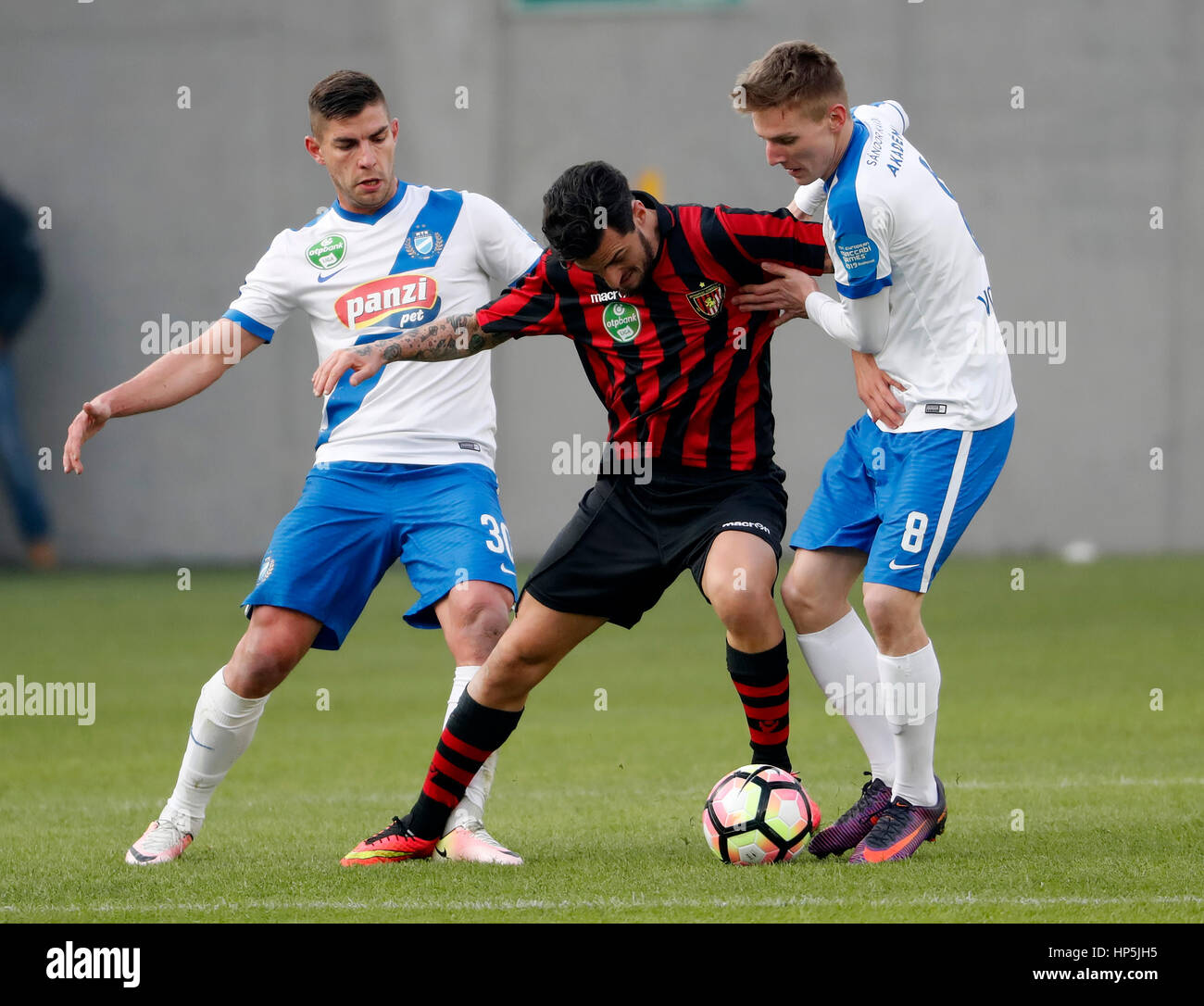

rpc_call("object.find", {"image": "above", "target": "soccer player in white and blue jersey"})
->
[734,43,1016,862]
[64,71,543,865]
....
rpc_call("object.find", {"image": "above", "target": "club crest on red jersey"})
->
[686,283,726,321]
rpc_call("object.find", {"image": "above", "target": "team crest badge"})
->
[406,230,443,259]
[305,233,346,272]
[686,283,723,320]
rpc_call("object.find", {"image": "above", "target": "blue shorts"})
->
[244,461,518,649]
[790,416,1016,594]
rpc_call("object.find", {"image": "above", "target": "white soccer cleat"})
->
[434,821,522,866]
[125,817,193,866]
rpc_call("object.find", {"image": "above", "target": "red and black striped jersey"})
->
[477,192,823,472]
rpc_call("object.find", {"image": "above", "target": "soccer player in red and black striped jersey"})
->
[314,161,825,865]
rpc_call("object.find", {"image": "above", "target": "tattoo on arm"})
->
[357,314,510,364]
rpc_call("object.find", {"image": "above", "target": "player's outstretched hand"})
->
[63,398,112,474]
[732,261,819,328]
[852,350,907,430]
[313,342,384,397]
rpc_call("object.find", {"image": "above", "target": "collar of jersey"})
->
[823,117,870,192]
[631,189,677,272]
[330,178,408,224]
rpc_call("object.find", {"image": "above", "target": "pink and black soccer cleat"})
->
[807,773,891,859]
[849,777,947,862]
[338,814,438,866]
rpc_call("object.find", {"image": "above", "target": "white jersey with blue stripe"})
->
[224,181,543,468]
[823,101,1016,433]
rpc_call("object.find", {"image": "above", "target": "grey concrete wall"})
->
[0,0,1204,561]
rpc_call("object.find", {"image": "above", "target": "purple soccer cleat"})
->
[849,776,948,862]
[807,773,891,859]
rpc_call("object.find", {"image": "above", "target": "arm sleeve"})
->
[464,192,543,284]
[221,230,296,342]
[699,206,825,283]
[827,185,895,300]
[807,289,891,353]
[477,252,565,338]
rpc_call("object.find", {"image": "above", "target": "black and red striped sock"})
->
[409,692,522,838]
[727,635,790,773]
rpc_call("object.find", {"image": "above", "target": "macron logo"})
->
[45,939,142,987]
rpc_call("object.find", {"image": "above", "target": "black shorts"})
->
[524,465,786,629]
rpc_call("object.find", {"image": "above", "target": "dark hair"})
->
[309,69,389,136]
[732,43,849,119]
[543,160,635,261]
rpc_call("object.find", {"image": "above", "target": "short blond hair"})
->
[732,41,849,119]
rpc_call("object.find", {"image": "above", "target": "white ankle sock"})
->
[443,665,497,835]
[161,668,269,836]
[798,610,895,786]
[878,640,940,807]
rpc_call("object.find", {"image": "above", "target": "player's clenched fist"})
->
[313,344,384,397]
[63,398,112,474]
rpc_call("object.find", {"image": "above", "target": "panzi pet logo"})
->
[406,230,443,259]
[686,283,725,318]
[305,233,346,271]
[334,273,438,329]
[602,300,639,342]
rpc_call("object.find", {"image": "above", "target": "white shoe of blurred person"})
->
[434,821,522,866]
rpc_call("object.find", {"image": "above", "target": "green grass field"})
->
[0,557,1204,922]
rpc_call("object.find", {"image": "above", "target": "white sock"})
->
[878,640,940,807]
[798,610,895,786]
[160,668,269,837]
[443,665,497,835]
....
## THE TASK
Repeat the records above word for word, starting at the line containing "player in white" and ending at the line containing "[64,71,543,865]".

## TASK OUTPUT
rpc_call("object.find", {"image": "above", "target": "soccer player in white and blue jersey"})
->
[734,43,1016,862]
[64,71,543,865]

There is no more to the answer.